Reproduce the records word for word, starting at the very beginning and going on through the line with "box: [236, 3, 800, 180]". Omit the pictures from your answer.

======== Data in this exercise ========

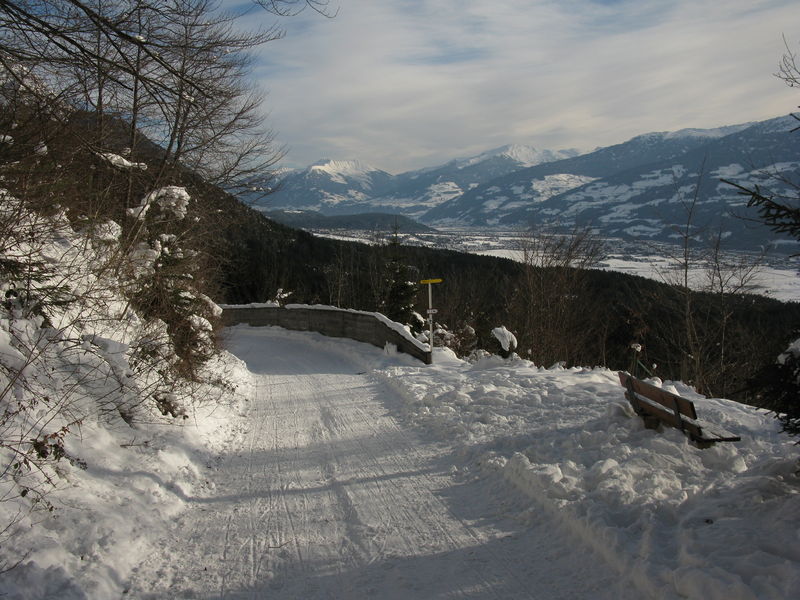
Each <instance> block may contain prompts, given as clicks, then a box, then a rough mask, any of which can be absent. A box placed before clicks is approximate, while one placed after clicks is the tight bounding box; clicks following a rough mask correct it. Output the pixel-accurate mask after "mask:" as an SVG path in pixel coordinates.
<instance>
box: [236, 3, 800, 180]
mask: <svg viewBox="0 0 800 600" xmlns="http://www.w3.org/2000/svg"><path fill="white" fill-rule="evenodd" d="M331 5H332V6H334V7H336V8H338V13H337V16H336V17H335V18H333V19H327V18H324V17H320V16H319V15H317V14H315V13H313V12H312V11H305V12H304V13H302V14H300V15H298V16H294V17H289V18H285V19H282V20H281V25H282V26H283V27H284V28H285V30H286V37H285V38H284V39H282V40H279V41H275V42H272V43H270V44H268V45H266V46H264V47H263V49H262V50H261V51H260V61H259V65H258V68H257V70H256V72H255V75H256V77H257V78H258V81H259V83H260V85H262V86H263V88H264V89H265V90H266V91H267V92H268V96H267V101H266V108H265V109H266V110H268V111H269V113H270V117H269V118H270V121H269V123H270V126H271V127H272V128H273V129H274V130H275V132H276V134H277V138H278V140H279V141H280V142H281V143H283V144H285V145H286V146H287V148H288V155H287V157H286V159H285V161H284V163H285V165H286V166H305V165H307V164H310V163H311V162H313V161H315V160H317V159H319V158H338V159H344V158H358V159H361V160H363V161H365V162H368V163H370V164H373V165H375V166H376V167H379V168H382V169H385V170H387V171H390V172H392V173H398V172H401V171H404V170H408V169H414V168H419V167H423V166H432V165H435V164H439V163H442V162H446V161H447V160H450V159H451V158H455V157H459V156H470V155H474V154H478V153H480V152H482V151H484V150H486V149H489V148H492V147H497V146H501V145H504V144H508V143H519V144H528V145H532V146H535V147H538V148H550V149H560V148H571V147H574V148H579V149H581V150H591V149H593V148H595V147H597V146H607V145H610V144H614V143H618V142H622V141H625V140H626V139H629V138H631V137H633V136H634V135H638V134H640V133H645V132H649V131H666V130H676V129H681V128H685V127H717V126H721V125H731V124H734V123H742V122H747V121H755V120H761V119H766V118H770V117H775V116H778V115H782V114H786V113H788V112H790V111H792V110H793V109H795V108H796V106H797V105H798V104H800V93H798V91H797V90H792V89H789V88H788V87H786V86H785V85H784V84H783V83H782V82H781V81H780V80H778V79H777V78H776V77H775V76H774V73H775V72H776V71H777V69H778V61H779V60H780V58H781V56H782V54H783V53H784V52H785V46H784V41H783V36H785V37H786V40H787V42H788V43H789V45H790V48H791V49H792V50H793V51H800V27H797V25H798V24H799V23H800V19H798V17H800V5H798V2H797V0H725V1H724V2H720V1H719V0H560V1H556V0H491V1H487V0H331ZM246 20H247V22H248V23H255V22H257V21H258V20H263V21H264V23H269V22H271V18H270V17H269V16H268V15H266V14H263V13H251V14H250V15H249V16H248V17H247V19H246ZM792 27H795V28H796V29H794V30H793V29H791V28H792Z"/></svg>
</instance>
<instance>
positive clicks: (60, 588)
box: [0, 188, 248, 600]
mask: <svg viewBox="0 0 800 600" xmlns="http://www.w3.org/2000/svg"><path fill="white" fill-rule="evenodd" d="M178 190H183V188H177V189H173V188H162V189H161V190H157V191H156V192H154V193H153V195H152V196H146V197H145V200H147V201H148V202H149V201H153V202H162V201H163V202H162V207H165V206H171V207H172V210H173V211H178V212H180V211H181V210H182V206H183V205H182V200H183V199H184V196H183V194H182V193H178ZM184 193H185V191H184ZM144 205H145V206H148V204H147V203H144ZM132 210H133V211H134V212H135V213H138V214H141V213H142V212H143V211H144V209H142V207H138V208H136V209H132ZM9 214H10V215H11V217H12V219H11V220H12V222H13V223H14V224H15V227H16V228H17V229H18V230H20V231H22V232H25V231H26V230H30V231H34V232H36V234H35V235H31V236H22V237H25V238H27V239H28V240H29V241H27V242H25V243H22V244H18V245H10V246H9V245H5V246H4V247H3V248H2V253H0V258H2V259H3V260H4V261H6V263H5V264H6V265H7V264H9V262H10V261H13V260H15V259H26V260H28V259H29V260H30V261H31V262H30V264H31V265H34V266H32V267H31V269H32V270H33V269H36V268H37V267H36V265H39V264H42V265H46V267H47V269H48V272H49V274H48V275H44V276H41V277H38V278H36V279H34V280H33V281H29V282H28V285H29V289H27V290H25V291H24V292H23V293H29V294H33V295H37V294H41V297H43V298H44V297H46V295H45V294H46V291H47V290H48V289H52V287H53V286H57V287H58V288H59V289H60V290H61V291H60V292H59V296H58V298H59V300H60V301H59V302H57V303H48V302H47V301H44V302H41V303H40V304H39V306H38V307H37V306H35V305H34V307H33V308H31V306H30V304H28V303H26V302H23V301H21V300H22V298H21V294H20V289H19V288H18V287H16V286H17V282H16V281H15V280H14V279H13V276H12V277H9V278H8V279H5V277H4V278H3V279H0V292H2V297H3V302H2V303H0V401H1V404H2V418H1V419H0V435H1V436H2V438H1V441H2V444H0V460H2V475H3V477H2V478H0V597H3V598H8V599H31V600H33V599H37V600H38V599H44V598H53V599H56V598H57V599H59V600H83V599H86V598H91V599H94V598H97V599H105V598H116V597H119V595H120V594H121V593H122V590H123V588H122V586H121V581H122V580H123V579H124V578H125V577H127V576H128V574H129V573H130V570H131V569H132V568H133V567H134V566H135V565H136V564H138V562H139V561H140V560H141V559H142V557H143V556H145V555H147V554H149V553H150V552H151V551H152V548H153V544H154V542H155V540H157V539H158V537H159V536H160V535H161V531H162V530H163V529H164V527H165V524H166V523H168V522H169V521H170V519H171V518H173V517H174V515H176V514H177V513H179V512H180V511H181V510H182V509H183V508H184V506H185V503H184V499H183V496H182V495H183V494H192V493H195V492H196V490H198V489H201V488H203V487H204V486H206V485H207V483H208V482H207V481H206V480H205V479H204V478H203V476H202V475H201V471H202V469H203V465H204V463H205V462H206V460H207V455H208V453H209V452H211V451H212V449H216V450H221V449H223V448H224V447H225V441H226V440H227V439H228V438H229V436H230V435H231V431H232V429H233V428H235V427H236V426H238V424H237V423H235V421H234V420H233V419H231V418H230V416H231V414H235V412H236V410H237V402H238V401H239V398H241V396H239V397H236V396H234V395H233V394H232V392H233V391H234V390H235V389H236V387H237V386H238V387H240V388H241V391H245V390H244V388H245V387H246V386H247V381H248V379H247V377H248V374H247V372H246V371H245V370H244V368H243V364H242V363H241V362H240V361H238V360H237V359H235V358H234V357H232V356H231V355H228V354H223V355H221V356H219V357H217V358H215V359H213V360H212V361H210V363H208V364H207V365H206V367H205V368H204V369H202V370H201V371H200V372H198V373H197V379H198V380H197V381H195V382H188V381H173V382H172V386H171V387H169V388H167V389H168V390H169V391H168V393H167V390H165V389H164V388H165V383H164V380H163V379H161V378H159V376H158V372H159V370H162V369H165V366H166V365H167V364H168V363H169V361H170V359H171V357H170V355H169V350H168V347H169V341H168V338H167V335H166V325H165V324H164V323H163V322H148V321H146V320H145V319H143V318H142V317H140V316H139V315H138V314H137V313H136V311H135V310H133V309H131V307H130V304H129V302H128V300H127V299H126V298H125V297H124V296H123V295H122V294H121V293H120V288H121V287H122V286H124V285H126V284H127V285H130V280H126V279H122V278H120V277H118V275H117V272H118V271H123V272H125V271H126V270H127V269H126V268H125V261H124V260H123V259H122V258H121V257H120V253H119V245H118V238H119V236H120V232H121V228H120V227H119V225H117V224H116V223H114V222H113V221H104V222H101V223H98V224H95V226H94V232H93V234H92V235H87V234H86V232H76V231H75V230H74V229H73V227H72V226H71V224H70V222H69V221H68V220H67V218H66V217H65V215H64V214H63V213H56V214H55V215H52V216H47V217H45V216H41V215H38V214H36V213H33V212H28V211H27V210H25V207H24V206H23V205H22V204H21V203H19V202H17V201H15V200H14V199H13V198H12V197H11V196H9V195H7V194H6V193H5V192H3V191H0V217H2V218H3V220H4V223H8V221H7V220H5V219H6V217H8V216H9ZM4 239H6V240H7V237H6V238H4ZM145 246H146V245H145ZM157 258H159V253H158V252H156V251H155V250H153V249H152V248H149V249H148V250H147V251H146V250H145V249H143V248H142V247H141V245H140V246H137V247H136V250H135V251H134V252H133V253H132V255H131V256H130V257H129V259H130V261H131V262H130V264H129V266H131V267H133V268H134V270H135V271H139V272H145V271H147V270H148V269H150V268H151V267H152V263H153V262H154V261H155V260H156V259H157ZM5 273H8V271H6V272H5ZM65 300H66V301H65ZM45 314H46V315H47V317H46V318H45V316H44V315H45ZM197 320H198V321H199V320H200V317H199V315H197ZM205 323H206V324H207V321H205ZM143 349H144V350H145V351H146V353H147V355H149V358H147V357H145V353H144V352H142V350H143ZM202 380H205V381H212V380H213V382H214V383H201V381H202ZM162 393H163V394H164V395H165V396H166V397H167V398H168V399H169V401H170V402H171V403H172V407H173V408H177V409H178V413H179V414H177V416H176V417H175V418H173V416H167V415H164V414H161V412H159V411H158V410H156V402H154V398H155V397H157V396H158V397H162V396H160V394H162ZM184 416H185V418H184ZM34 440H38V441H35V442H34ZM31 442H33V443H31Z"/></svg>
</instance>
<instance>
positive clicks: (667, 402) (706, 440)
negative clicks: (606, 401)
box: [619, 372, 742, 446]
mask: <svg viewBox="0 0 800 600" xmlns="http://www.w3.org/2000/svg"><path fill="white" fill-rule="evenodd" d="M619 381H620V383H621V384H622V385H623V387H625V389H626V392H625V397H626V398H627V399H628V401H629V402H630V403H631V406H633V409H634V410H635V411H636V414H638V415H639V416H641V417H642V418H643V419H644V421H645V426H646V427H651V428H655V427H657V422H656V423H653V422H652V421H653V419H657V420H658V421H660V422H663V423H665V424H667V425H669V426H670V427H675V428H676V429H680V430H681V431H683V432H684V433H686V434H687V435H688V436H689V438H690V439H691V440H692V441H695V442H697V443H698V444H700V445H701V446H702V445H710V444H713V443H714V442H738V441H740V440H741V439H742V438H741V437H739V436H738V435H735V434H733V433H731V432H729V431H726V430H725V429H723V428H722V427H719V426H718V425H713V424H710V423H708V422H706V421H701V420H700V419H698V418H697V411H696V410H695V406H694V402H692V401H691V400H687V399H686V398H683V397H681V396H678V395H676V394H673V393H671V392H668V391H667V390H664V389H662V388H659V387H656V386H654V385H652V384H649V383H646V382H644V381H642V380H641V379H636V378H635V377H631V376H630V375H628V374H627V373H623V372H619Z"/></svg>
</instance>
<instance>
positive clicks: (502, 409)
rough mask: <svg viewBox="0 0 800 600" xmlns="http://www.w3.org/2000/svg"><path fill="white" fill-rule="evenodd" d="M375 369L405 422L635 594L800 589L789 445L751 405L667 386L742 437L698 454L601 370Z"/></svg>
mask: <svg viewBox="0 0 800 600" xmlns="http://www.w3.org/2000/svg"><path fill="white" fill-rule="evenodd" d="M378 374H379V376H381V377H382V378H384V379H385V380H386V381H387V382H388V383H389V384H390V385H391V386H392V387H393V388H395V389H396V390H397V391H399V392H400V393H401V395H403V396H404V397H405V399H406V407H405V410H406V411H407V414H408V417H409V418H410V419H411V420H412V421H413V422H415V423H417V424H419V425H420V426H423V427H425V428H427V429H428V430H430V431H431V433H432V434H433V435H435V436H436V437H438V438H441V439H448V440H452V441H454V442H458V443H460V445H461V450H460V455H461V456H462V457H464V458H465V459H467V460H469V461H471V462H473V463H474V464H475V465H479V466H480V467H481V469H485V470H490V471H492V472H499V473H502V475H503V476H504V477H505V478H506V480H507V481H508V482H510V483H511V484H513V485H514V486H515V487H517V488H518V489H519V490H521V491H522V492H524V493H525V494H526V495H528V496H529V497H530V498H531V500H532V501H533V502H534V503H535V505H536V506H537V507H538V508H539V510H543V511H545V512H546V513H547V514H548V515H549V516H550V517H551V518H553V519H556V520H558V521H560V522H561V523H563V525H564V527H565V528H566V529H567V530H568V531H571V532H572V534H573V535H575V536H577V537H579V538H580V539H581V540H583V541H584V542H585V543H588V544H589V545H591V546H592V547H594V548H595V549H596V550H597V551H598V552H600V553H601V554H602V555H604V556H605V557H606V558H607V559H608V560H609V562H610V564H612V565H614V566H616V568H617V569H618V570H619V572H620V574H621V576H624V577H626V578H628V579H629V580H630V582H631V583H632V584H633V585H635V586H636V587H637V588H638V589H639V590H640V592H641V593H642V596H643V597H653V598H662V597H663V598H677V597H688V598H701V597H702V598H708V599H723V598H724V599H726V600H729V599H748V600H751V599H752V600H754V599H756V598H758V599H759V600H763V599H775V600H777V599H783V598H789V597H792V596H793V595H794V593H796V591H797V590H798V589H800V543H799V542H800V478H799V477H798V475H797V473H796V472H797V469H798V455H797V447H796V446H794V445H793V443H792V440H791V439H790V438H788V437H787V436H785V435H783V434H780V433H779V428H778V425H777V423H776V421H775V419H773V418H772V417H771V416H770V415H767V414H765V413H764V412H763V411H758V410H756V409H753V408H751V407H747V406H744V405H741V404H738V403H735V402H732V401H728V400H721V399H705V398H702V397H700V396H698V395H697V394H695V393H694V392H693V391H692V390H691V389H690V388H688V387H687V386H684V385H682V384H680V383H674V384H670V385H669V387H670V389H671V390H673V391H677V392H678V393H680V394H681V395H684V396H686V397H689V398H691V399H693V400H695V403H696V406H697V409H698V413H699V414H700V415H701V417H702V418H704V419H706V420H709V421H711V422H715V423H718V424H719V425H721V426H723V427H724V428H726V429H729V430H731V431H734V432H736V433H738V434H740V435H741V436H742V442H740V443H735V444H717V445H715V446H714V447H712V448H710V449H706V450H700V449H698V448H696V447H694V446H693V445H692V444H690V443H689V441H688V440H687V438H686V437H685V436H684V435H683V434H682V433H680V432H679V431H677V430H674V429H666V430H664V431H662V432H655V431H651V430H648V429H645V428H644V426H643V424H642V421H641V419H639V418H638V417H636V416H635V415H634V414H633V412H632V410H631V408H630V407H629V405H628V402H627V400H625V398H624V396H623V389H622V388H621V387H620V385H619V383H618V380H617V375H616V373H615V372H612V371H609V370H606V369H580V368H573V369H564V368H561V367H556V368H553V369H550V370H545V369H542V368H539V367H536V366H535V365H533V364H532V363H530V362H528V361H524V360H521V359H519V358H518V357H513V358H512V360H511V361H503V360H502V359H500V358H499V357H496V356H490V357H486V358H483V359H481V360H479V361H478V362H476V363H474V364H470V363H467V362H463V361H460V360H458V359H456V358H455V357H454V356H453V355H452V353H448V352H444V351H438V350H437V351H436V352H435V353H434V362H433V365H431V366H428V367H419V366H407V367H397V366H390V367H386V368H384V369H382V370H380V371H378ZM657 383H658V382H657ZM665 387H666V386H665Z"/></svg>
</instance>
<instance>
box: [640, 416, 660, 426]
mask: <svg viewBox="0 0 800 600" xmlns="http://www.w3.org/2000/svg"><path fill="white" fill-rule="evenodd" d="M640 416H641V417H642V421H644V426H645V428H646V429H658V427H659V425H661V420H660V419H659V418H658V417H652V416H650V415H640Z"/></svg>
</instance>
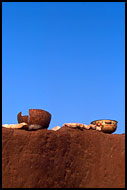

========

**Written answer**
Each <instance> block may contain prompts, given as clicks, then a box, then a rough mask, any of which can be absent. A box placed before clicks is approximate, while one placed after clicks is the tight bounding box; clicks following a rough mask correct it. Output the pixel-accurate mask after "mask:" as an SVG path in pixel coordinates.
<instance>
box: [236, 3, 800, 180]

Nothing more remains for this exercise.